Please forgive my ignorance, but why should Bitcoin users have a say in block size limits?  It's the miners and Bitcoin node operators that bear the burden of managing large blocks, no?  

Users voting on network parameters sounds like neighbors voting on how deep my swimming pool should be.

Thanks,
-Danny

On Fri, Jun 12, 2015 at 11:11 AM, Peter Todd <pete@petertodd.org> wrote:
Jeff Garzik recently proposed that the upper blocksize limit be removed
entirely, with a "soft" limit being enforced via miner vote, recorded by
hashing power.

This mechanism within the protocol for users to have any influence over
the miner vote. We can add that back by providing a way for transactions
themselves to set a flag determining whether or not they can be included
in a block casting a specific vote.

+-------+

• **SET TASKS**:
A – In the block size email, who proposed removing the upper blocksize limit entirely?
B – Repeat the passage of the block size email that starts with the words containing "Please forgive my" and ends with "large blocks, no?".
C – Shorten the paragraph of the block size email that begins "Jeff Garzik recently proposed" while keeping its main facts.

• **DATASET EXCERPT**:
+-------+

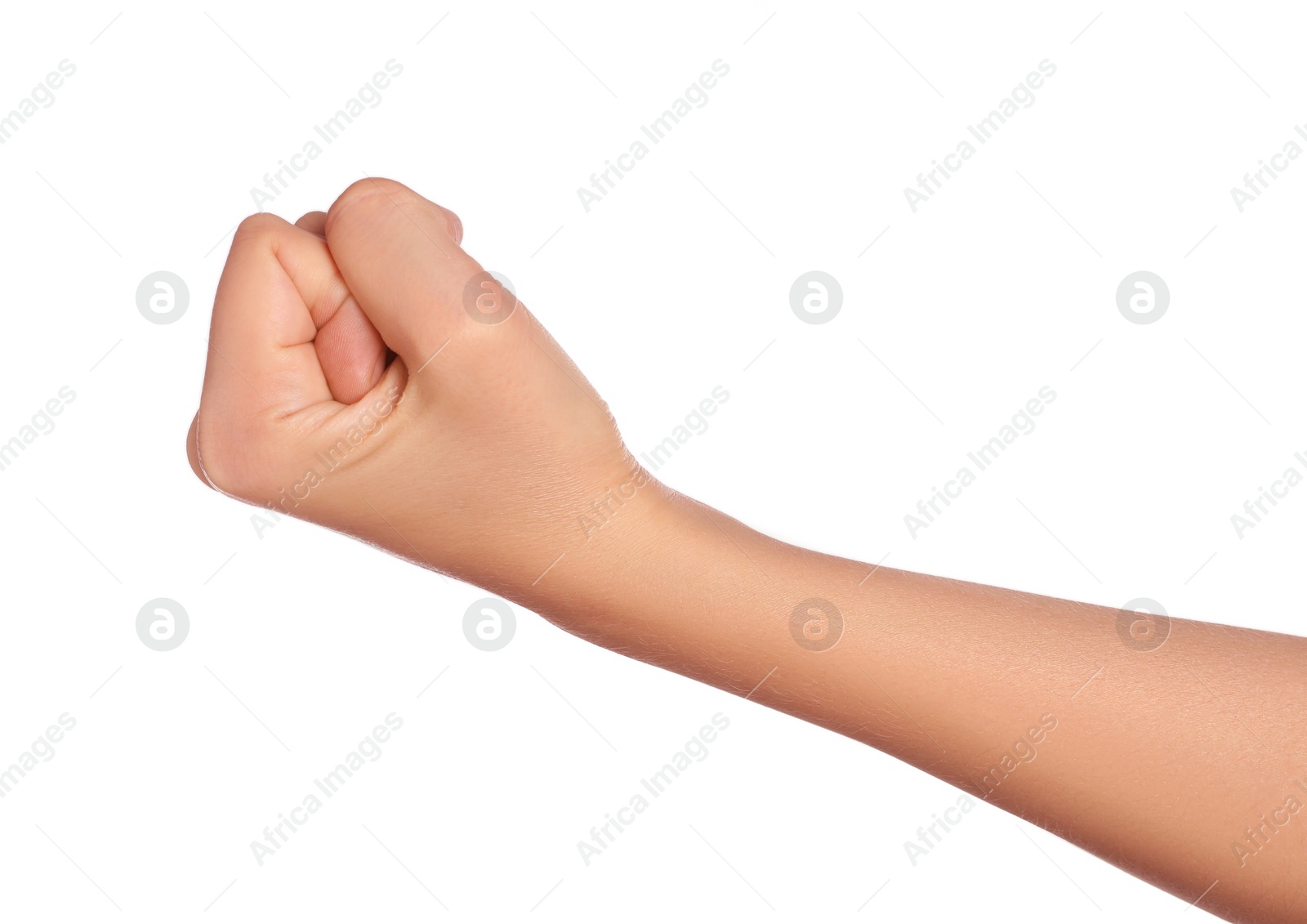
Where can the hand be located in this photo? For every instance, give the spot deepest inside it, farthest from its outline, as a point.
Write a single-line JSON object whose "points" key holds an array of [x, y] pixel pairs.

+-------+

• **SOLUTIONS BELOW**:
A – Jeff Garzik

B –
Please forgive my ignorance, but why should Bitcoin users have a say in block size limits?  It's the miners and Bitcoin node operators that bear the burden of managing large blocks, no?

C – Jeff Garzik recently proposed removing the upper blocksize limit, with a soft limit enforced by miner vote and recorded by hashing power.